- _Reading passage_
# UE Cancellation Rate/thanking for tip



## Ms. Mercenary (Jul 24, 2020)

Is there a place on UE where I can see my cancellation rate? Had to cancel a stacked order yesterday as they hid one of the pickup locations and it was a doozie (the one they showed was only marginally better, but the payout was attractive enough if it were just the one iffy location).

I’m also curious to see my “on time” stats, particularly because recently their eta’s were really off.

And finally - is it ok not to thank someone for their tip? I usually thank everyone, if only in sarcasm, but this particular one really pissed me off.


----------



## Disgusted Driver (Jan 9, 2015)

Upper left corner of the app, tap, then tap your picture, to see your stats. 
They don't show on time stats, don't know if they even keep them. 
I don't think anyone seriously cares about the thanks. I do it just because there might be benefit in reinforcing tipping.


----------



## Grubhubflub (Jun 16, 2018)

I no longer send thanks for the tip unless I get at least $5 over the original offer.


----------



## FLKeys (Dec 27, 2018)

Grubhubflub said:


> I no longer send thanks for the tip unless I get at least $5 over the original offer.


Am I reading this right? If you get an offer for $8.00 and complete it and it is $2.00 for the delivery and a $6.00 tip you don't sent a thanks unless they bump the tip up to $11.00 for a total of $13.00?


----------



## Ms. Mercenary (Jul 24, 2020)

- _Stated goal 1_
Pick out each line of the records that contains the word "unripe".
- _Stated goal 2_
Carry on the forum thread about Uber Eats cancellation rates and thanking customers for tips, starting after its last line.

- _Provided records_
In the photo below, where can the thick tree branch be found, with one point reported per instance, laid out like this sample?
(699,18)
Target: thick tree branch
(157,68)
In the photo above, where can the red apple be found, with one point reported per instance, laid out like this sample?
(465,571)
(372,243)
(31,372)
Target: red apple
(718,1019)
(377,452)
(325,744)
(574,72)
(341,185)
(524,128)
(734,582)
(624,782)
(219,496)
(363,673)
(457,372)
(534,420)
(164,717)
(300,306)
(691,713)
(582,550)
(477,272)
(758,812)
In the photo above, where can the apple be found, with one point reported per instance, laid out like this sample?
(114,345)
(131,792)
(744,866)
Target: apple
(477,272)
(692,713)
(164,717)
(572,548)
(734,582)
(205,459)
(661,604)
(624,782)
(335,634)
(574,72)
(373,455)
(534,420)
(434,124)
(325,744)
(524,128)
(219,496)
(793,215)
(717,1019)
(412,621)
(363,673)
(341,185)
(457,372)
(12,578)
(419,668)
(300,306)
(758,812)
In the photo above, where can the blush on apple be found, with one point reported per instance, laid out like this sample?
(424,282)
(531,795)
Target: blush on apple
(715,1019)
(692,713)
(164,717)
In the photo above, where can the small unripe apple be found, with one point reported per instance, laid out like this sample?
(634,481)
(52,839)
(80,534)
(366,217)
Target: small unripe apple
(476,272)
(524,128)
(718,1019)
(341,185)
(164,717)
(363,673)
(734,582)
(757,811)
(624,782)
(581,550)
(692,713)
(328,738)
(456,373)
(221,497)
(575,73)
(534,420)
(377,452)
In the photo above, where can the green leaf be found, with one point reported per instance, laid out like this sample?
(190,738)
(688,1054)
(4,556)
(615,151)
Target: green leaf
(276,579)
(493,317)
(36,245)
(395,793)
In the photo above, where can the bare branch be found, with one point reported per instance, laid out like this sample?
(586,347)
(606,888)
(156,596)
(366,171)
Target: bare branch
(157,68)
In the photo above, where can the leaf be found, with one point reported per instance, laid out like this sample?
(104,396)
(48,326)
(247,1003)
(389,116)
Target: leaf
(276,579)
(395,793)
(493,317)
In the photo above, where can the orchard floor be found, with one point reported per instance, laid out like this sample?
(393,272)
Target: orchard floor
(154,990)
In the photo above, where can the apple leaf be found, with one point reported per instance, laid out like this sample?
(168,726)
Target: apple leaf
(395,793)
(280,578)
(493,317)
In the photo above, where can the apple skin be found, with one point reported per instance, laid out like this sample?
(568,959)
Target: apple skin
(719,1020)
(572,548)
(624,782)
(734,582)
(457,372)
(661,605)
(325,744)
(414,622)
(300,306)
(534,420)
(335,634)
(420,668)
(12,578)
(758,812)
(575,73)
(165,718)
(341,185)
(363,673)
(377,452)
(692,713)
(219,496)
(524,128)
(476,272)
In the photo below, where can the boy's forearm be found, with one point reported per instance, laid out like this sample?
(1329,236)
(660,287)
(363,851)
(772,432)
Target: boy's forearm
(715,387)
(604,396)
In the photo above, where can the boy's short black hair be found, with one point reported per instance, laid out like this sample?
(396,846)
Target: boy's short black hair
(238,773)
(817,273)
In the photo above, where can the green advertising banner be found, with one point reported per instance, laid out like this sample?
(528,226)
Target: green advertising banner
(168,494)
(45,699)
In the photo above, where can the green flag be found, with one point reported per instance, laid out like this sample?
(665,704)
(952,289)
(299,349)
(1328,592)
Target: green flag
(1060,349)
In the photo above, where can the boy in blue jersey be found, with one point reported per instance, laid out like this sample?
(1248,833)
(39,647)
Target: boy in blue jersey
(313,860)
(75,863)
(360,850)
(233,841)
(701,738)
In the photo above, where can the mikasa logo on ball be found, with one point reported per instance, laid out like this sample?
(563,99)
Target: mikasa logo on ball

- _Exercise result 1_
In the photo above, where can the small unripe apple be found, with one point reported per instance, laid out like this sample?
Target: small unripe apple

- _Exercise result 2_
That was my dilema. I _did_ agree to the fare, and I got paid even more than promised, so ordinarily I would happily and eagerly thank the person; but that was because of the other customer in the stack.

I ended up thanking her. For that specific reason: I agreed to the fee. But I made a face while sending the thanks, and said “Thank you, *****!” out loud in a really nasty tone.


----------



## Grubhubflub (Jun 16, 2018)

FLKeys said:


> Am I reading this right? If you get an offer for $8.00 and complete it and it is $2.00 for the delivery and a $6.00 tip you don't sent a thanks unless they bump the tip up to $11.00 for a total of $13.00?


I don't take $8 orders, bro.


----------



## Ms. Mercenary (Jul 24, 2020)

Grubhubflub said:


> I don't take $8 orders, bro.


Send ‘em my way. I take 1-2 mile $8 orders all day. I did, actually, just a few hours ago. Morning deliveries are usually 1-2 miles, around $8-10. I shuttle back and forth between 2 bagel joints and local folks. Love it!


----------



## Uberdriver2710 (Jul 15, 2015)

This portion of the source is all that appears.